## Testo da analizzare
────────
Ospitiamo gli articoli dei giovani critici di Parole e voci dal festival, che analizzano il cinema del passato dal proprio punto di vista
Che gli effetti speciali di Avatar (2009) siano stati un vero e proprio capolavoro è fuori discussione. Quello che risulta più difficile comprendere –specialmente se lo si vede per la prima volta nel 2013- è quanto sia stato rivoluzionario ottant’anni fa un film come The Invisible Man, in cui la cupa comicità di una trama fantascientifica si intreccia con l’umorismo del regista James Whale e la grande creatività di J.P. Fulton. Nell’era digitalizzata far scomparire un oggetto è un’attività ormai talmente semplice, che anche uno studente alle prime armi con Photoshop è in grado di compiere. Ma escogitare un sistema per camuffare nella pellicola l’immagine di un uomo, avvolgendolo completamente con velluto nero è un idea geniale che solo ad un mago degli effetti speciali come Fulton poteva venire. L’uomo invisibile, infatti non lo si vede sino alla fine del film, poco dopo che Griffin, il protagonista interpretato da Claude Rains, muore fra le braccia di Flora (Gloria Stuart, la stessa attrice che nel 1998 interpreterà Rose vecchia, nel Titanic). La scena è a mio avviso una delle più belle e commuoventi del film: il corpo di quello che fino ad un secondo prima era stato il tanto temuto uomo invisibile, ricompare. Prima lo scheletro e poi mano mano tutto il corpo, mostrando solo alla fine il volto pallido di quello scienziato che aveva “interferito in cose che non competono all’uomo” (dall’ultima frase di Griffin). La trama è tratta dall’omonimo romanzo scritto da H.G. Whells: uno scienziato, Griffin, viene a scoprire di una misteriosa sostanza, la monocaina, che se iniettata in vena per un certo periodo di tempo decolora qualsiasi essere vivente. Ciò che non sa è che tra gli effetti collaterali della monocaina vi è un lento approdo verso la perdita di senno ed alla malvagità.
────────
## Elenco fornito
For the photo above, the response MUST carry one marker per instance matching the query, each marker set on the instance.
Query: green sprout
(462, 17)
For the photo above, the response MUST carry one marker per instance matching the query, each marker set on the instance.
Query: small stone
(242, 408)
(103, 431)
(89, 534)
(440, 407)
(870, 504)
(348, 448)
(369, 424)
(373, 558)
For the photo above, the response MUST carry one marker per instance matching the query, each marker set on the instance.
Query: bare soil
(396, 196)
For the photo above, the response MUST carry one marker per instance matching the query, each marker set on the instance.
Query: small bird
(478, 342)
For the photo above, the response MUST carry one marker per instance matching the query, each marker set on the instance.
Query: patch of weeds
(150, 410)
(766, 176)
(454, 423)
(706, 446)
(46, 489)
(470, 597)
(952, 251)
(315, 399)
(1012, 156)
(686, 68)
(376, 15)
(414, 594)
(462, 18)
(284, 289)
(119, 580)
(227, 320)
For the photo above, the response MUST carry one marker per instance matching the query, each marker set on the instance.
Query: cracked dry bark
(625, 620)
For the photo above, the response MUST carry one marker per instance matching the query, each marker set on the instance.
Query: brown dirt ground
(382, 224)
────────
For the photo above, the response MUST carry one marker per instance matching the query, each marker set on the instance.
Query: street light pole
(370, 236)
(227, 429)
────────
## Azione richiesta
Rispondi a queste domande sul testo che parla di The Invisible Man:
(a) Con quale tessuto veniva avvolto completamente l'uomo per farlo sparire dalla pellicola?
(b) Quale attrice interpreta Flora?
(c) Come si chiama la sostanza misteriosa scoperta da Griffin?

## Risposta al compito
(a) Con del velluto nero.
(b) Gloria Stuart.
(c) La monocaina.